-- Excerpt --
Merge pull request #5 from ravi9/fp32_matmul

cavusmustafa · web-flow · commit cd073e9897c9 · 2025-07-30T11:30:24.000-07:00
matmul cpu optimization
diff --git a/ggml/src/ggml-openvino/ggml-decoder.cpp b/ggml/src/ggml-openvino/ggml-decoder.cpp
@@ -212,6 +212,7 @@ void GgmlOvDecoder::set_input_output(ggml_tensor* node, bool naive) {
             } else {
                 m_op_case = 1;
             }
+            break;
         }
         default:
             break;
diff --git a/ggml/src/ggml-openvino/ggml-decoder.h b/ggml/src/ggml-openvino/ggml-decoder.h
@@ -139,7 +139,7 @@ class GgmlOvDecoder : public ov::frontend::ggml::GgmlDecoder {
     std::vector<std::string> m_output_names;
     std::string m_op_name;
     mutable std::string m_name;
-    int m_op_case;
+    int m_op_case = 0;
     std::vector<std::pair<std::string, std::string>> m_op_node_name;
     std::map<std::string, std::shared_ptr<ov::Node>> m_model_inputs;
     std::map<std::string, std::shared_ptr<ov::Node>> m_model_extra_inputs;
diff --git a/ggml/src/ggml-openvino/openvino/op/mulmat.cpp b/ggml/src/ggml-openvino/openvino/op/mulmat.cpp
@@ -12,6 +12,7 @@
 #include <openvino/op/slice.hpp>
 #include <openvino/op/transpose.hpp>
 #include <openvino/op/unsqueeze.hpp>
+#include <openvino/op/util/op_types.hpp>
 #include <vector>
 
 #include "../node_context.hpp"

-- Extracted records --

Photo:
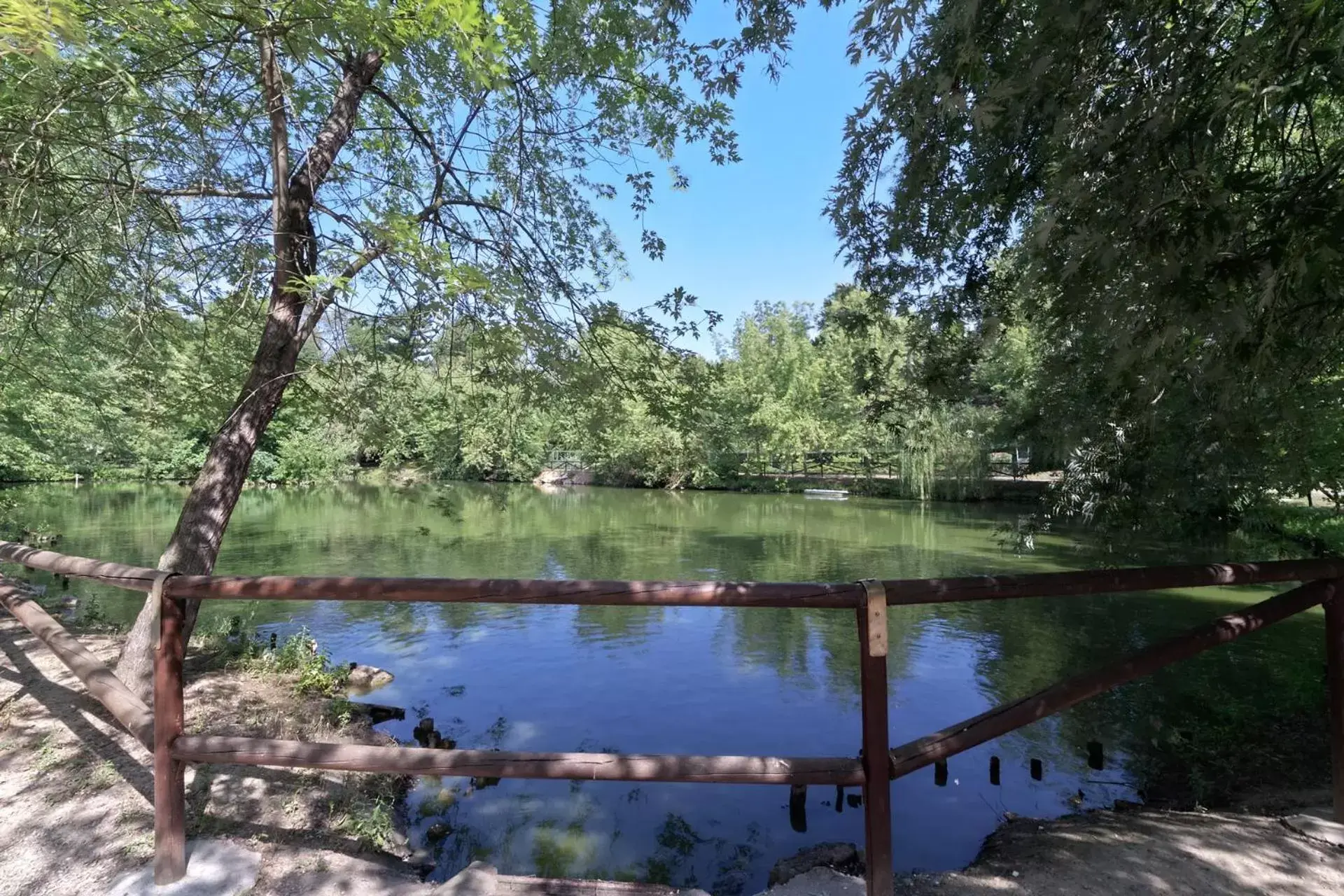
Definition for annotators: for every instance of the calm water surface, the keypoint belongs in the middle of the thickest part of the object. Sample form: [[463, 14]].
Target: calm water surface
...
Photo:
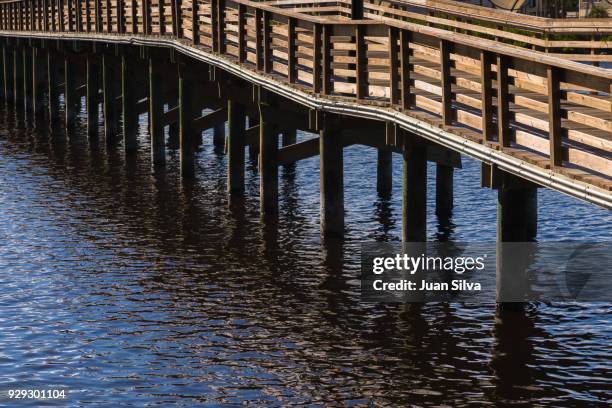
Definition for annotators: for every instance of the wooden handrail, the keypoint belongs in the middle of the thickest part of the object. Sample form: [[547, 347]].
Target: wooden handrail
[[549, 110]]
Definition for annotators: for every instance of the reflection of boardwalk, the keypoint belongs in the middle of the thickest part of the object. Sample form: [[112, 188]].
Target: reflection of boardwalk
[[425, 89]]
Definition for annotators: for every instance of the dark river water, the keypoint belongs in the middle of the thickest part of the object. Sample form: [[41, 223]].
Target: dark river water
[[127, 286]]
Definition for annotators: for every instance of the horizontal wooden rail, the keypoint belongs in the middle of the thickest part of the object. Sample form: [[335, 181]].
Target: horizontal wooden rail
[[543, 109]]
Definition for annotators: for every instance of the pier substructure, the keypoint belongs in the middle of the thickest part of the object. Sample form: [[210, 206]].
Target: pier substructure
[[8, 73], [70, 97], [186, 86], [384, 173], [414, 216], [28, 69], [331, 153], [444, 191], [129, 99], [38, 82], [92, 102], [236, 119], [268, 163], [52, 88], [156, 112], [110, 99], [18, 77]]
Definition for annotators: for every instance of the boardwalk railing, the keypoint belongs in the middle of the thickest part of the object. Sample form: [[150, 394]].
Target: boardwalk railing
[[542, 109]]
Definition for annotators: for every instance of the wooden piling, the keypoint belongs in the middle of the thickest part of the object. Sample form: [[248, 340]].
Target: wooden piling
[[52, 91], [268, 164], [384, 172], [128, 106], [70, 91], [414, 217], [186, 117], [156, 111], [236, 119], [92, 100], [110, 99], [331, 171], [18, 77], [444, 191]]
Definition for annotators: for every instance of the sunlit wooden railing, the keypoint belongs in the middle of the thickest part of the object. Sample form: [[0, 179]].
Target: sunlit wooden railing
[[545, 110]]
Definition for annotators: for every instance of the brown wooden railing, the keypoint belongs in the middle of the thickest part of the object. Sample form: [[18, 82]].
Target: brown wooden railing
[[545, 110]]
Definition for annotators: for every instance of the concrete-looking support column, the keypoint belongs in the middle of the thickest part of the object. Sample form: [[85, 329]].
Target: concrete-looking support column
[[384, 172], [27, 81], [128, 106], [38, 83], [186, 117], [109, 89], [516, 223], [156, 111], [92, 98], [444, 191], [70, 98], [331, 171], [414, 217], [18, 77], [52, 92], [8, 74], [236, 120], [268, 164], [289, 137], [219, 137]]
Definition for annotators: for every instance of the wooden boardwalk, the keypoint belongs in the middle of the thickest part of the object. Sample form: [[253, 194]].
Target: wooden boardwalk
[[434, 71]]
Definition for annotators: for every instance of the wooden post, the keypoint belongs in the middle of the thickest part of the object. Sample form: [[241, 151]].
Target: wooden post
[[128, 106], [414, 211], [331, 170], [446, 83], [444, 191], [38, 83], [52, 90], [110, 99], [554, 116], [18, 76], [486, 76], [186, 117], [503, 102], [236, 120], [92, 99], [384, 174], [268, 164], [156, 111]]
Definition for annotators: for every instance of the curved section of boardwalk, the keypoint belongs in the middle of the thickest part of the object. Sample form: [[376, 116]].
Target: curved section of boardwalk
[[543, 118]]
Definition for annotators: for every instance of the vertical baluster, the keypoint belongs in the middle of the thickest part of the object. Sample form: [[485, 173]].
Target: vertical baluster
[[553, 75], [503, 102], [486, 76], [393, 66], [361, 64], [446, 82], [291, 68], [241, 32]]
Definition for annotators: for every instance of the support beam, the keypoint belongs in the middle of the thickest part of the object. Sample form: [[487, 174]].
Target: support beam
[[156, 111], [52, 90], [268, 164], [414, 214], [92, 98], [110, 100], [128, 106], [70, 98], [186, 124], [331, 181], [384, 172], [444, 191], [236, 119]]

-- Brief --
List every file path that the commit above modifies.

-- Exercise answer --
- ggml/src/ggml-openvino/ggml-decoder.cpp
- ggml/src/ggml-openvino/ggml-decoder.h
- ggml/src/ggml-openvino/openvino/op/mulmat.cpp